§ **Directive**:
Arrange everything from the start of the material down to and including the line that contains "(498, 64), (599, 161)" as a JSON list of strings, one string per line, with blank lines left out. Leave the pictures out of the answer.

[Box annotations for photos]
== == ==
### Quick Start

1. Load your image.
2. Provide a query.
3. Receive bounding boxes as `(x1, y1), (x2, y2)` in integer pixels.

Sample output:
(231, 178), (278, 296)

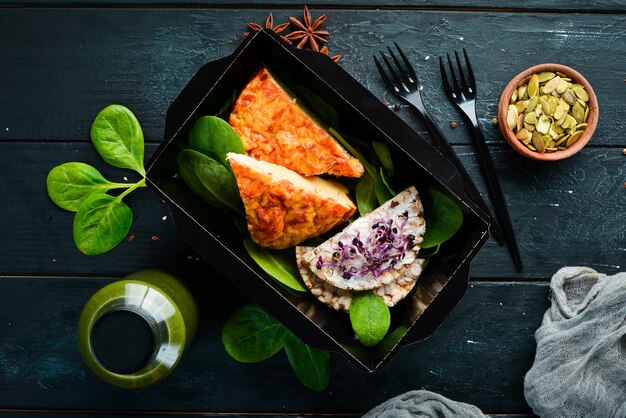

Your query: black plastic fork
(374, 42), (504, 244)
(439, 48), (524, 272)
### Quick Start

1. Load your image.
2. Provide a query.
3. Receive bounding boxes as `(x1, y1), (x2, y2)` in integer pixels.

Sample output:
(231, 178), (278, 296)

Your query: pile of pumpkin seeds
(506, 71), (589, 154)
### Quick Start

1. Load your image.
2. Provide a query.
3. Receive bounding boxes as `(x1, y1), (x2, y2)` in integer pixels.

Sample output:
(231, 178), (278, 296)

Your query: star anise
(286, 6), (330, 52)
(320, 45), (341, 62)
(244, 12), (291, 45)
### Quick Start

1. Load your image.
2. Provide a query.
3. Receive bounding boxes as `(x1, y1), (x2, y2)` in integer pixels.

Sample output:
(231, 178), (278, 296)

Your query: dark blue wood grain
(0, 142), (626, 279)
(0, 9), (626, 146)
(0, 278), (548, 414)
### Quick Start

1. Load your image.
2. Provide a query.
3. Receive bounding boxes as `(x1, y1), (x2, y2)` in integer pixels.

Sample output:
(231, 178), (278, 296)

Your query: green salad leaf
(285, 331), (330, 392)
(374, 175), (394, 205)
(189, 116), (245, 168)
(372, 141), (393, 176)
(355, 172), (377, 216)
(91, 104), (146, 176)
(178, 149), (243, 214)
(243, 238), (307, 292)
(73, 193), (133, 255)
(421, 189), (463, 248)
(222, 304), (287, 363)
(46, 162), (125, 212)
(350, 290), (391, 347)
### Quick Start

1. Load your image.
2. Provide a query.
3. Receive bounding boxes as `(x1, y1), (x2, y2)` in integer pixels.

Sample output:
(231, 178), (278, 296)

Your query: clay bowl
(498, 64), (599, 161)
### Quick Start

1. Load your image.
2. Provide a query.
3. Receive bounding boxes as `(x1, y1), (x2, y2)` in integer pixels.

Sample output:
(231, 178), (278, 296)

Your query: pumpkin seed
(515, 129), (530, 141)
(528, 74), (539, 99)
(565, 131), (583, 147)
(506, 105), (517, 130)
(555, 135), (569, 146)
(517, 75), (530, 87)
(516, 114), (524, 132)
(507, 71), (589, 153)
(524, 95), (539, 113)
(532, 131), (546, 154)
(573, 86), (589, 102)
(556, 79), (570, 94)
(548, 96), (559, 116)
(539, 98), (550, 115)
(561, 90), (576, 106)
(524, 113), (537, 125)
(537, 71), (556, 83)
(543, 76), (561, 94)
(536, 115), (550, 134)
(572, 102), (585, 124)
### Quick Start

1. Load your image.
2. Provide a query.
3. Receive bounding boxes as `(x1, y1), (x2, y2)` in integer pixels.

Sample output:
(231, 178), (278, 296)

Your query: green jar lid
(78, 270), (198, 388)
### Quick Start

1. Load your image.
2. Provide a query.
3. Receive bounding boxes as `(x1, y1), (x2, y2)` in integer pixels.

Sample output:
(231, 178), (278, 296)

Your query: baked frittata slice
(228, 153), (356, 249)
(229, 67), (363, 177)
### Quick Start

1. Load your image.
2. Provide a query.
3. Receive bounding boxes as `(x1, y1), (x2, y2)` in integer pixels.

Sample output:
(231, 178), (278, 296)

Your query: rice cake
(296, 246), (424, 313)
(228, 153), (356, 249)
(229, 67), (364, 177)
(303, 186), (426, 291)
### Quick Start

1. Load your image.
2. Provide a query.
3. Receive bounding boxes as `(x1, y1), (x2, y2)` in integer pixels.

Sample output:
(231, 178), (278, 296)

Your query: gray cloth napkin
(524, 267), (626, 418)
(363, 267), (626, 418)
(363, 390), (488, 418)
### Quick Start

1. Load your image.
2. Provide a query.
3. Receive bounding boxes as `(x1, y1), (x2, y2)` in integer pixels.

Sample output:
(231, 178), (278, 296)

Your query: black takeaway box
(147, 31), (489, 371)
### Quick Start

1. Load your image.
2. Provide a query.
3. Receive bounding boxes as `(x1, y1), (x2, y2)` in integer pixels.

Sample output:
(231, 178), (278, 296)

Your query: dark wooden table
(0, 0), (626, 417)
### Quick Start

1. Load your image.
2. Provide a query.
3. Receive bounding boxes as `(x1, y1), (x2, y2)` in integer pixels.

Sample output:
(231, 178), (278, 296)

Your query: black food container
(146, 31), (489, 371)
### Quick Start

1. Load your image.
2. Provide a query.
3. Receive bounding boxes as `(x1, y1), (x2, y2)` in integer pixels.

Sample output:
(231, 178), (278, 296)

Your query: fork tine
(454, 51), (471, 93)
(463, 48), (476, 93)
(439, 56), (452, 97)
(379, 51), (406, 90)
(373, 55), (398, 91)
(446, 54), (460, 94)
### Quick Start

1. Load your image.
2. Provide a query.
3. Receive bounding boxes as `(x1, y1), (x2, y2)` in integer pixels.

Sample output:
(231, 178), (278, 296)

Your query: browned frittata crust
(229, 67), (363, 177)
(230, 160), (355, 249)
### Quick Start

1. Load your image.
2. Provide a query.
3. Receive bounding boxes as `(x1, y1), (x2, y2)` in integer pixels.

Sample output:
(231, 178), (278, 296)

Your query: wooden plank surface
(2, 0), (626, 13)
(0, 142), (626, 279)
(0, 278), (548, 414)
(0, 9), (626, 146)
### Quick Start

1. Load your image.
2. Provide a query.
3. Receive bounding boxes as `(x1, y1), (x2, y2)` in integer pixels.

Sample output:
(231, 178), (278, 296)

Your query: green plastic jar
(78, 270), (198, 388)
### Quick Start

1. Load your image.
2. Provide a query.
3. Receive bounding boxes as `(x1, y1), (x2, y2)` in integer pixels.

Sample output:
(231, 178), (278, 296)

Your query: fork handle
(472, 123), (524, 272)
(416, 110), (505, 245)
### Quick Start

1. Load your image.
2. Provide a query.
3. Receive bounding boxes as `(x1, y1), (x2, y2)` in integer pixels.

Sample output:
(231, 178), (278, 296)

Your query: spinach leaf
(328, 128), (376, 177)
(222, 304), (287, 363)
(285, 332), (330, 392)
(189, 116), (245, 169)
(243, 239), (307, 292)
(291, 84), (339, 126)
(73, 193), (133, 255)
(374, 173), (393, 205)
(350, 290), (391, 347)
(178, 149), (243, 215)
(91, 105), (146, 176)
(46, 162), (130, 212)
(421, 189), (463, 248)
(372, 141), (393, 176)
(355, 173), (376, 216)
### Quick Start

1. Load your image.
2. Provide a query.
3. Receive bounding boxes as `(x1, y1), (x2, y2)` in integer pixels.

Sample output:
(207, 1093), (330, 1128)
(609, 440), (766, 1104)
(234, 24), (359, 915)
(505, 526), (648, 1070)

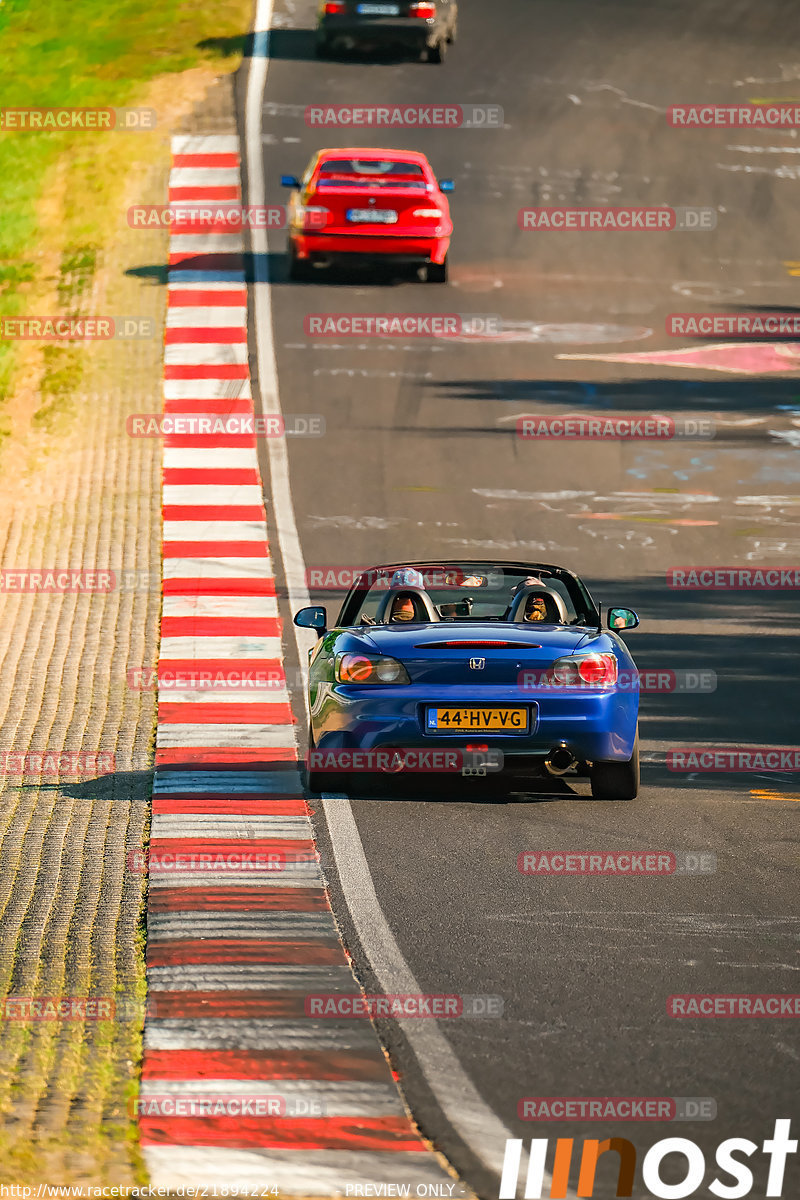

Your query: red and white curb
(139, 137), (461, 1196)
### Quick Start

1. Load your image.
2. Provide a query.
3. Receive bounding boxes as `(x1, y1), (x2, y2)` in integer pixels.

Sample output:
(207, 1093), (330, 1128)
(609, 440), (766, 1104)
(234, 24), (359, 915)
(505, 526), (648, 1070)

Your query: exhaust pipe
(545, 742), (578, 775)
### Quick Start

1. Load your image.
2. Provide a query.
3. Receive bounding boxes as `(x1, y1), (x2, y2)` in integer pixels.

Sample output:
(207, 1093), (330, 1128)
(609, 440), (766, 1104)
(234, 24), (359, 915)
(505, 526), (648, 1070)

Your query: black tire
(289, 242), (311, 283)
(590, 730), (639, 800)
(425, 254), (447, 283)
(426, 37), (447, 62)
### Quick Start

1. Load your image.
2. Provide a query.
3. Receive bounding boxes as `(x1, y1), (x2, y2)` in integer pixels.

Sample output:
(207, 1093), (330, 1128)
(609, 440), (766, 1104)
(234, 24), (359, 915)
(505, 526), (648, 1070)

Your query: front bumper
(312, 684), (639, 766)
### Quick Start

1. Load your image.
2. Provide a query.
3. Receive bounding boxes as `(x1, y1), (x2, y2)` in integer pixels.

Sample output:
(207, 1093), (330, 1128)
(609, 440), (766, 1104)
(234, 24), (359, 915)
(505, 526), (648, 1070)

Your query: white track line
== == ==
§ **Answer to the problem**:
[
  "### Quick Start",
  "1. Load your image.",
  "2. Provide a query.",
  "3. Receive bounding boxes as `(x1, y1), (x2, y2)` in integer pixels.",
  "Sample output:",
  "(231, 178), (278, 296)",
  "Your query: black plastic fork",
  "(374, 42), (504, 244)",
  "(439, 48), (524, 272)",
  "### Quick Start",
  "1. Load your image.",
  "2. Provide a query.",
  "3. Receive bounding boxes as `(x1, y1), (x2, y2)` in integer pixels.",
  "Sample output:",
  "(231, 178), (278, 296)",
  "Your query: pile of pumpkin seeds",
  "(506, 71), (589, 154)",
  "### Quick Start",
  "1. Load your image.",
  "2. Provide a query.",
  "3. Receive bounding boxes as `(x1, y1), (x2, y2)` in integer pixels.",
  "Sample output:",
  "(231, 178), (278, 296)",
  "Your query: star anise",
  "(286, 6), (330, 52)",
  "(320, 45), (341, 62)",
  "(244, 12), (291, 45)",
  "### Quick Start",
  "1. Load your image.",
  "2. Provide a query.",
  "3. Receive bounding boxes as `(x1, y1), (x2, y2)` in integer pixels.",
  "Sample output:",
  "(231, 178), (278, 296)",
  "Your query: dark blue wood grain",
  "(0, 142), (626, 279)",
  "(0, 9), (626, 146)",
  "(0, 278), (548, 414)",
  "### Quick Start",
  "1. Load your image.",
  "2. Provide a query.",
  "3. Receive bounding boxes as `(x1, y1), (x2, y2)` in integer pixels.",
  "Sample output:",
  "(231, 178), (278, 296)",
  "Your query: green salad leaf",
  "(285, 331), (330, 392)",
  "(374, 175), (394, 205)",
  "(189, 116), (245, 168)",
  "(372, 141), (393, 176)",
  "(355, 172), (377, 216)",
  "(91, 104), (146, 176)",
  "(178, 149), (243, 214)",
  "(243, 238), (307, 292)",
  "(73, 193), (133, 255)",
  "(421, 189), (463, 248)",
  "(222, 304), (287, 363)",
  "(46, 162), (125, 212)",
  "(350, 290), (391, 347)",
  "### Quick Start",
  "1. Load your image.",
  "2. Provide a query.",
  "3. Receive bounding boxes as `(x1, y1), (x2, y2)` in integer pixels.",
  "Sample output:",
  "(231, 178), (278, 296)",
  "Your query: clay bowl",
  "(498, 64), (599, 161)"
]